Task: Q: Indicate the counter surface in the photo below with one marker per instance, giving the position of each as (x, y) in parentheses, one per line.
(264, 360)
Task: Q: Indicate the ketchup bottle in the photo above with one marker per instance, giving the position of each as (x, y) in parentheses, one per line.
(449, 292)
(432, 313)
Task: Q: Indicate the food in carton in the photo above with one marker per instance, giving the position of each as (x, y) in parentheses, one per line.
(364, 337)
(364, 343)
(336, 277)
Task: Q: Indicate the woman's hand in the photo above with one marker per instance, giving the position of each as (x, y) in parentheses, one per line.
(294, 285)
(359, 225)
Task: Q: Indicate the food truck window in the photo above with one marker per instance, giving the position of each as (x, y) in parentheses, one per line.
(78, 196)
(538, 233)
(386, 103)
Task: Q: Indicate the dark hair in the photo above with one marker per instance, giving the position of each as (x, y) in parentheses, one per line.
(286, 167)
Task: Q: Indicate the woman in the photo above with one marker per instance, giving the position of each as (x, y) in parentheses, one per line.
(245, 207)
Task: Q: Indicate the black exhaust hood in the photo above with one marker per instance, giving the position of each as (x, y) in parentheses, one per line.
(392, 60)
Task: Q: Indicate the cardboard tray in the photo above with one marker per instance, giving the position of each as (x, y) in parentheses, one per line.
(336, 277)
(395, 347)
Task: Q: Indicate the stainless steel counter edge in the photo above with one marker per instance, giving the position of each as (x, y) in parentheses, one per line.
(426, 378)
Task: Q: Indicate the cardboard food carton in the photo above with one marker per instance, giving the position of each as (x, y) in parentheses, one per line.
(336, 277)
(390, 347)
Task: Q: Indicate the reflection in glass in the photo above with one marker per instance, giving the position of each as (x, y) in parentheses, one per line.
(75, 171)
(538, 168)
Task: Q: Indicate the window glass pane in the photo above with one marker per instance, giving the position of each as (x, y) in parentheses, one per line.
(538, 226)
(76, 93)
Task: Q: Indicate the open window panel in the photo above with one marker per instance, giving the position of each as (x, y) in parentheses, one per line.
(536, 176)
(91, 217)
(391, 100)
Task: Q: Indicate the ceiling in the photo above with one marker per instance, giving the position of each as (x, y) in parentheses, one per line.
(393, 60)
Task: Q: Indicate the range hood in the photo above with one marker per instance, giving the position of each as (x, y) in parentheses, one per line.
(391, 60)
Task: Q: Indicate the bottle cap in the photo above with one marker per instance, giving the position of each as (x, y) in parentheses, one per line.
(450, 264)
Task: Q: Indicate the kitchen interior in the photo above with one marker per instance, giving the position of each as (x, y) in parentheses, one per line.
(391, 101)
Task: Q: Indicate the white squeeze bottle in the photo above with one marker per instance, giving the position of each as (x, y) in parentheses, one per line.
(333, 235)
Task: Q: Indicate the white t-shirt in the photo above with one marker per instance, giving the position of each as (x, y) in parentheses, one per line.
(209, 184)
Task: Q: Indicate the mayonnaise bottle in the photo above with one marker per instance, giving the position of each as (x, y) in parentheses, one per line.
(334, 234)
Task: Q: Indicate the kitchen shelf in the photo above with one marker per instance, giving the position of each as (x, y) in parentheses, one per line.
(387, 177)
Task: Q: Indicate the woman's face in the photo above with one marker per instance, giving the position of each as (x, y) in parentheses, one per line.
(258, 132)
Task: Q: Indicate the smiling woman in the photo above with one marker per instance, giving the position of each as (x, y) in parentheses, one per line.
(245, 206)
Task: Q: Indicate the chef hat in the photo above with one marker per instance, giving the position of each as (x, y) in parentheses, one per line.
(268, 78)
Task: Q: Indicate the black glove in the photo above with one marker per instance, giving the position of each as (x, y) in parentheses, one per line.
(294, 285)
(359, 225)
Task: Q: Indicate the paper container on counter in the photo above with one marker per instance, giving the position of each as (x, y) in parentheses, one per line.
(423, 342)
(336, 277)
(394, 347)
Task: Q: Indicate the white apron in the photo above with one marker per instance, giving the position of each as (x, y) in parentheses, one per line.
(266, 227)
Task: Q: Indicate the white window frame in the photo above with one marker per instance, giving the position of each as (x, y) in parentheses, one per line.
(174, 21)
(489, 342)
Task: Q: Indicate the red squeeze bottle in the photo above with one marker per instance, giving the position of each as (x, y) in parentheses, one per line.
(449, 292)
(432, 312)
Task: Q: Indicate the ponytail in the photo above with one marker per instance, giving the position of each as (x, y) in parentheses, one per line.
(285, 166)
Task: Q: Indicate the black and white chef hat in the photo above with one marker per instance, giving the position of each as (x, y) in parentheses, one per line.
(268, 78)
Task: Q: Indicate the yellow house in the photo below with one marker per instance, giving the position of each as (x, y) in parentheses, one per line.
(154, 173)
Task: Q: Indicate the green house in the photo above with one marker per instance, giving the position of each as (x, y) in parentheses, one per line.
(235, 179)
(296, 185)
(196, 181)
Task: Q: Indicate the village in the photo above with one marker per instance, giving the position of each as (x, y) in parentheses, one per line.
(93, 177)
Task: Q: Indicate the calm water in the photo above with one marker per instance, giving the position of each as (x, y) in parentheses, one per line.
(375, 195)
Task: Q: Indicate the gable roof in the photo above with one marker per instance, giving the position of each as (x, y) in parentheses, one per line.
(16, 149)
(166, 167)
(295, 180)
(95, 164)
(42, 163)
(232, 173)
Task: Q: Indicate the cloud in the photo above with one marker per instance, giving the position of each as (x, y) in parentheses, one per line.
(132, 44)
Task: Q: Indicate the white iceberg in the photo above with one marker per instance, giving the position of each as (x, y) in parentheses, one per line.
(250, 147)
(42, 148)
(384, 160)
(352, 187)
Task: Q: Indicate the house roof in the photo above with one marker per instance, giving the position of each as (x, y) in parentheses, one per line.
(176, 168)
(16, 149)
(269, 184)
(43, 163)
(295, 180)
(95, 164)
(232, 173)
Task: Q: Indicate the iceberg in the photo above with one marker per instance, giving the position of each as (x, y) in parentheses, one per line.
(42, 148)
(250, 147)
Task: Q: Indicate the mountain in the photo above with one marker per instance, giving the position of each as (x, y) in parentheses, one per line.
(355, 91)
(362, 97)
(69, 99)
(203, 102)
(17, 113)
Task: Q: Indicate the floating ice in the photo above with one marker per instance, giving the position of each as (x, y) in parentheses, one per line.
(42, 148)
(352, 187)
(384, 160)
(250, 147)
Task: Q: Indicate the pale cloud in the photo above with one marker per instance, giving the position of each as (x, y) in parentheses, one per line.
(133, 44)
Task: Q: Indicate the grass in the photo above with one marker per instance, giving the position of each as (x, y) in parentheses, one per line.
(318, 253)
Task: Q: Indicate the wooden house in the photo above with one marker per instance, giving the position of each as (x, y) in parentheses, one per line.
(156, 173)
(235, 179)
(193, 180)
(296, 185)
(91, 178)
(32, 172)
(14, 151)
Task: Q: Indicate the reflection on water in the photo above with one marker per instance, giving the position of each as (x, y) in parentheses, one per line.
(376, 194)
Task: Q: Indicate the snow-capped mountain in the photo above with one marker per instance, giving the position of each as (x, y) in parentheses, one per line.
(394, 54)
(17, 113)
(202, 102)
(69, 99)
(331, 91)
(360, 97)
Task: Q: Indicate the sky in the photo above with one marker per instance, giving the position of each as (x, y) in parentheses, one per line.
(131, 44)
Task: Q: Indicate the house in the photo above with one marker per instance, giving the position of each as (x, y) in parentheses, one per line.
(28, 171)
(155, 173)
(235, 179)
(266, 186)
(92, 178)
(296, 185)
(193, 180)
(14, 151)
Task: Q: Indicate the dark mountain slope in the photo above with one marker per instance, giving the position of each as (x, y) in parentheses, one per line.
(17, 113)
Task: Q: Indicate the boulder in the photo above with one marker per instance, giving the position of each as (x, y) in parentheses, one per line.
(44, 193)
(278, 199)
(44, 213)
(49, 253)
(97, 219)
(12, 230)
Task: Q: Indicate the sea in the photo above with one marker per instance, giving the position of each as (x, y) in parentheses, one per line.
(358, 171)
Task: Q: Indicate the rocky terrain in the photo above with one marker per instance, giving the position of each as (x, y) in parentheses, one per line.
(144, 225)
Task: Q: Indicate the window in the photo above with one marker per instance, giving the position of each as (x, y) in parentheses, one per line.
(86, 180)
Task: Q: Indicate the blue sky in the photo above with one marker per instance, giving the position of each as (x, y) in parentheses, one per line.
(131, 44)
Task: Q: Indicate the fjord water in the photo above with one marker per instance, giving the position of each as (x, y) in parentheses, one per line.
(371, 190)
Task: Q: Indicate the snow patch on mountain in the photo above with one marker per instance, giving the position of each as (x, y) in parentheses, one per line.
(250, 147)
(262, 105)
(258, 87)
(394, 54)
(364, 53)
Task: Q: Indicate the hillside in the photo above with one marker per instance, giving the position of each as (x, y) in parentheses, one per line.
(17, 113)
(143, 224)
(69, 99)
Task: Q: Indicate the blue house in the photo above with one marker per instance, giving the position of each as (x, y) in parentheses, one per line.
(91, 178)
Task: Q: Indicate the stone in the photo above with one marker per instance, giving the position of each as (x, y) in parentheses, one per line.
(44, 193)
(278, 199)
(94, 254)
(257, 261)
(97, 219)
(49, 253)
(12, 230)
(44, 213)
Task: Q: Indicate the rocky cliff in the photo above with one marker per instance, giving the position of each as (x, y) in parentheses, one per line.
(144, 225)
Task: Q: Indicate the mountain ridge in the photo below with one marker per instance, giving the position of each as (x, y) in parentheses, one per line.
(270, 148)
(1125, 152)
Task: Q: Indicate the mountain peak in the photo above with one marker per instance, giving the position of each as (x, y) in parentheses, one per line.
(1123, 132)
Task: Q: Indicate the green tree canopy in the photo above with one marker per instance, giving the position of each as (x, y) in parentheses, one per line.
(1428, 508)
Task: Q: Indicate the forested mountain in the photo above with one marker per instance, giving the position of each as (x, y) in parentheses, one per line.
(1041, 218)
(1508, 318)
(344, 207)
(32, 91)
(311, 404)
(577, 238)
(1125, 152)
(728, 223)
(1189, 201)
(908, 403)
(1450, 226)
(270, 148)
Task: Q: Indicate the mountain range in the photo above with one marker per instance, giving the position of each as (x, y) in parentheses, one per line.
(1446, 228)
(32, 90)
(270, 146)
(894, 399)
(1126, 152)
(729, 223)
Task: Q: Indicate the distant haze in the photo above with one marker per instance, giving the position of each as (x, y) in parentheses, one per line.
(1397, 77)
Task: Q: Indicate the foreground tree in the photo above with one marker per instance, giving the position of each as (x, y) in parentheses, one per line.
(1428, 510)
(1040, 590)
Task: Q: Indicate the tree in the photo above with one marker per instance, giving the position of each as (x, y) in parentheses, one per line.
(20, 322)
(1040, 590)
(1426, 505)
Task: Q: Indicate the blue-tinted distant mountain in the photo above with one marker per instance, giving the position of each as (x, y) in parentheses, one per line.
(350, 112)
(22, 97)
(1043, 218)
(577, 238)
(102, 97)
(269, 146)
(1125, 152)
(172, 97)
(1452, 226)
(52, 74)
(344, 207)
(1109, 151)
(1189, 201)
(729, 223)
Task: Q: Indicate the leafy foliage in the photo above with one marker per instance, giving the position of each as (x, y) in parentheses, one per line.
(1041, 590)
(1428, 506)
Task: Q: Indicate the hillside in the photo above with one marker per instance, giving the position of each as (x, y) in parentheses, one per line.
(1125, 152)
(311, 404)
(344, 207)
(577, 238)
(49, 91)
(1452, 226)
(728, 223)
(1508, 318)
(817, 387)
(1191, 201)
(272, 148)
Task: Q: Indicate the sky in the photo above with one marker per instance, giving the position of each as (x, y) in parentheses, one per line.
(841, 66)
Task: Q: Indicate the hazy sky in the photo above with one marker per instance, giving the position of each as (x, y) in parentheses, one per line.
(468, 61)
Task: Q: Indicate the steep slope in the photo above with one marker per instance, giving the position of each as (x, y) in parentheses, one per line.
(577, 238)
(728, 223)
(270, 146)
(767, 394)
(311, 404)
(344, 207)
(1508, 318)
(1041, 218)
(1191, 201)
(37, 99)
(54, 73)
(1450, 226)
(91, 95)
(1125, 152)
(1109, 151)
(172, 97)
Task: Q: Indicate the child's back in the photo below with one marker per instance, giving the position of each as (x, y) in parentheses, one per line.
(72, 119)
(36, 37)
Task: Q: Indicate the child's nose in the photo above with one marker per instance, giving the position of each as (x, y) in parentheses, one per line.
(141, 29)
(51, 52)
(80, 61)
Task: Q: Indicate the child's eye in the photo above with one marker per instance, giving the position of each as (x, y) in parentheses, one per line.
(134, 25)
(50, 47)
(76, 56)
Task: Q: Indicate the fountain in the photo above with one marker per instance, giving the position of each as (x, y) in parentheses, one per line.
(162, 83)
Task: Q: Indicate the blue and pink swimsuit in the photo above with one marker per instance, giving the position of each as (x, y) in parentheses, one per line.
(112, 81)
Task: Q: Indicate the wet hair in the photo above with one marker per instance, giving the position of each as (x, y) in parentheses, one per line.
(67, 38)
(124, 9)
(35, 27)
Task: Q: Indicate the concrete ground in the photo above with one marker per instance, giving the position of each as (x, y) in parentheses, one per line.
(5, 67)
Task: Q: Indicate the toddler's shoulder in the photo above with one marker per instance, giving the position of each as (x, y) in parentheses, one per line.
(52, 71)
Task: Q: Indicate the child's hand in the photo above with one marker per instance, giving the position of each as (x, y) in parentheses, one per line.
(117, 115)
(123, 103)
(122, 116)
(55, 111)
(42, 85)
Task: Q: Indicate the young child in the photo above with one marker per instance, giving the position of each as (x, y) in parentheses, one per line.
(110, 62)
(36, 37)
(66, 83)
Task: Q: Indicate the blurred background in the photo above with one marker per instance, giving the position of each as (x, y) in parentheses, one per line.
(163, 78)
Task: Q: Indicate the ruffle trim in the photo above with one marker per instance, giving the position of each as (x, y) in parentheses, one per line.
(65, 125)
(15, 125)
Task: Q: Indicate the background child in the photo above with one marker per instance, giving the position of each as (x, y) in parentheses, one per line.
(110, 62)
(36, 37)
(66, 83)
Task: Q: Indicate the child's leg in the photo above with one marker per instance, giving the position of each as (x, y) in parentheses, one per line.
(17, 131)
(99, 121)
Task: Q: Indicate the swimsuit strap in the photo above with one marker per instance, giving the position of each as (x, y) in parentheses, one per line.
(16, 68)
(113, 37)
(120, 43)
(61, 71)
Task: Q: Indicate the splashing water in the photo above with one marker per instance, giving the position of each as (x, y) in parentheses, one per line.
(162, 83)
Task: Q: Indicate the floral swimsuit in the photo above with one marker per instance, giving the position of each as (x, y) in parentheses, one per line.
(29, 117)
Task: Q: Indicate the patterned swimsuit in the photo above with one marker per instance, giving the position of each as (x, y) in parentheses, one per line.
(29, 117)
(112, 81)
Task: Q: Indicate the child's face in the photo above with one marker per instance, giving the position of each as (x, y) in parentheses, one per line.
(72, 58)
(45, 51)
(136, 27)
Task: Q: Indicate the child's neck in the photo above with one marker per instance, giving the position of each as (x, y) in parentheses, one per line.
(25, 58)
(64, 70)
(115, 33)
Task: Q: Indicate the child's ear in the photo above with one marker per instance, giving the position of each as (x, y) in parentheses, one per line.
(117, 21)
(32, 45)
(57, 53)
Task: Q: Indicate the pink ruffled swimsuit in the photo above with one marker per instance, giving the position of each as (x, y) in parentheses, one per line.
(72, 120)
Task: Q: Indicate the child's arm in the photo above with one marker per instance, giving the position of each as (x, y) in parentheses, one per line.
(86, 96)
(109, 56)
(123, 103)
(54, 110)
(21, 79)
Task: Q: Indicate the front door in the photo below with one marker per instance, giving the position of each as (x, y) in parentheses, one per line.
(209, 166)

_EXERCISE AIM_
In the listing above, find the line containing "Task: Q: Indicate the child's leg", then reproduce it and each line after it through the end, exactly and with nothing added.

_REPLY TO THE EXERCISE_
Task: Q: Indicate the child's leg in the photo above with one marker per instance, giving the position of each as (x, y) in parentheses, one per line.
(17, 131)
(99, 121)
Task: Q: Indicate the swimsuit strap in the photo above with one marker per instance, giving the position of each as (x, y) in parentheses, one per line.
(16, 68)
(113, 37)
(120, 43)
(61, 71)
Task: Q: Indicate the splashing water in the photo above with one marker per instance, giving the position of each as (x, y) in parentheses, one per line.
(162, 83)
Task: Q: Indicate the floral swimsuit in the photo above with one marker per instance, giving the position of each as (x, y) in parentheses, one per line.
(29, 117)
Task: Q: Indicate the patterned swimsuit in the photo above with one marker per instance, giving the position of each as (x, y) in parentheses, one per line.
(29, 117)
(112, 81)
Task: Q: Indicate the child's face in the photo above with one marker per instance, giving the position of each as (x, y) in parentheses, one per line.
(72, 58)
(45, 51)
(136, 27)
Task: Q: Indicate the child's neck in the photo above with one marker per instance, giving the position of each as (x, y) in parentheses, one per line.
(25, 58)
(64, 70)
(115, 33)
Task: Q: Indicate the child's ear in the photo above with one marker per instance, giving the position of each as (x, y) in parentheses, one per line.
(117, 21)
(32, 45)
(57, 53)
Task: Q: Indicate the pink ruffled swimsuit in the photo above with one marker per instance, giving the position of each as (x, y) in parentheses, one per line.
(72, 120)
Task: Q: Indicate the child's arm in the photo above with one marker per instance, giving the position of each as (x, y) in parentheses, one per line.
(86, 96)
(109, 56)
(123, 103)
(54, 110)
(21, 79)
Task: Q: Indicate the front door in the photo below with one marker per instance, giving the position of each as (x, y) in parentheses, one per line.
(209, 166)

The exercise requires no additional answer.